▸ ページの抜粋

'''

働き盛り世代を悩ませる「よくある手荒れ」の多くは慢性化している
■ 慢性手湿疹(Chronic Hand Eczema; CHE)は、手に生じる湿疹が3か月以上持続するか、過去12か月間に2回以上再発する病態として定義されます。一見すると「よくある手荒れ」と思われがちですが、実は一般人口における負担が予想以上に大きい疾患です。
■ 最近の大規模疫学調査により、CHEの実態が明らかになってきました。デンマークで実施された約4万人を対象とした調査では、手湿疹の1年有病率が13.3%に達し、そのうち82.6%が慢性化の基準を満たしていました。つまり、1年間のCHE有病率は約11%と推定され、「一時的な手荒れ」という従来の常識に反して、実際には多くの患者が慢性化に苦しんでいることが判明しています。
Quaade, A. S., et al. (2023). Chronic hand eczema: A prevalent disease in the general population associated with reduced quality of life and poor overall health measures. Contact Dermatitis, 89(6), 453–463.

'''

▸ 取り出したデータ

'''

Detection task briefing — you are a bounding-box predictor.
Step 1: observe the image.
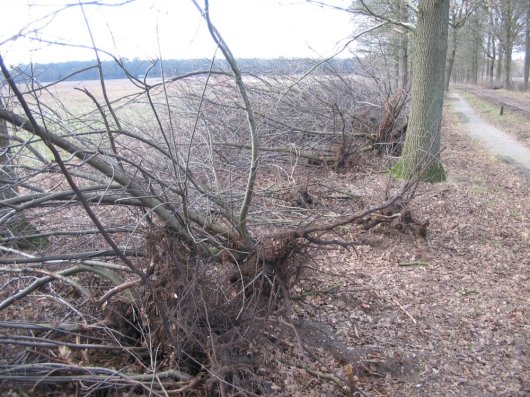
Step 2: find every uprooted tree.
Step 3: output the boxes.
[0,1,425,395]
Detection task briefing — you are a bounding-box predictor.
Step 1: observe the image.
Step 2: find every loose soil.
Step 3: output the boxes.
[264,103,530,396]
[1,84,530,397]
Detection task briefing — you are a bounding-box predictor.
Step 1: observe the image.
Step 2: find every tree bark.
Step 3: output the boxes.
[444,15,457,92]
[391,0,449,182]
[398,1,409,89]
[523,0,530,91]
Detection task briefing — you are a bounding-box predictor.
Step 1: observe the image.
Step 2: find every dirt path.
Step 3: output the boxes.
[456,86,530,117]
[449,93,530,177]
[270,105,530,397]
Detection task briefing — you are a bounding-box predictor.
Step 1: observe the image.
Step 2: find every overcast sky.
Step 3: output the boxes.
[0,0,355,64]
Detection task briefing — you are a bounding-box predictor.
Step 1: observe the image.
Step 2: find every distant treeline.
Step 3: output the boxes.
[15,58,356,82]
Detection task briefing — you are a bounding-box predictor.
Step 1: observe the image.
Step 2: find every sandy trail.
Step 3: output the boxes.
[449,92,530,178]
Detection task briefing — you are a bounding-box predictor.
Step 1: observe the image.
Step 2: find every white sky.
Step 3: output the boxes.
[0,0,355,65]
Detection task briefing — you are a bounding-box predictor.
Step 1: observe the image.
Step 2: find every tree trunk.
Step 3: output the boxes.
[488,35,496,83]
[391,0,449,182]
[523,0,530,91]
[399,1,409,89]
[495,44,504,82]
[503,36,513,90]
[444,20,457,92]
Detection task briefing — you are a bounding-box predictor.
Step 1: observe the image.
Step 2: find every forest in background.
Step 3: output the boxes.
[15,58,359,83]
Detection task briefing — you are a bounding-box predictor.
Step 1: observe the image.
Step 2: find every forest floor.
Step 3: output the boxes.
[0,83,530,397]
[271,94,530,397]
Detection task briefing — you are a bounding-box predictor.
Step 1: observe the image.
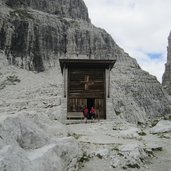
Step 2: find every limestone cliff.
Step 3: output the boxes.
[162,33,171,95]
[0,0,170,122]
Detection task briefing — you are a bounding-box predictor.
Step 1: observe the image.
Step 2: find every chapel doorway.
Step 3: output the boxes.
[87,98,95,111]
[60,59,116,119]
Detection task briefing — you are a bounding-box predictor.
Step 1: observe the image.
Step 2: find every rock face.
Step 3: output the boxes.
[162,33,171,95]
[0,0,171,122]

'''

▸ やること
手湿疹についての抜粋をもとに、次の問いに答えてください。
(a) 慢性手湿疹は、湿疹がどのくらい続くか、または再発するときに慢性とされますか。
(b) デンマークの調査では、およそ何人が対象になりましたか。
(c) その調査で、手湿疹のうち慢性化の基準を満たしていたのは何%でしたか。

▸ 答え
(a) 手の湿疹が3か月以上続くか、過去12か月間に2回以上再発したとき
(b) 約4万人
(c) 82.6%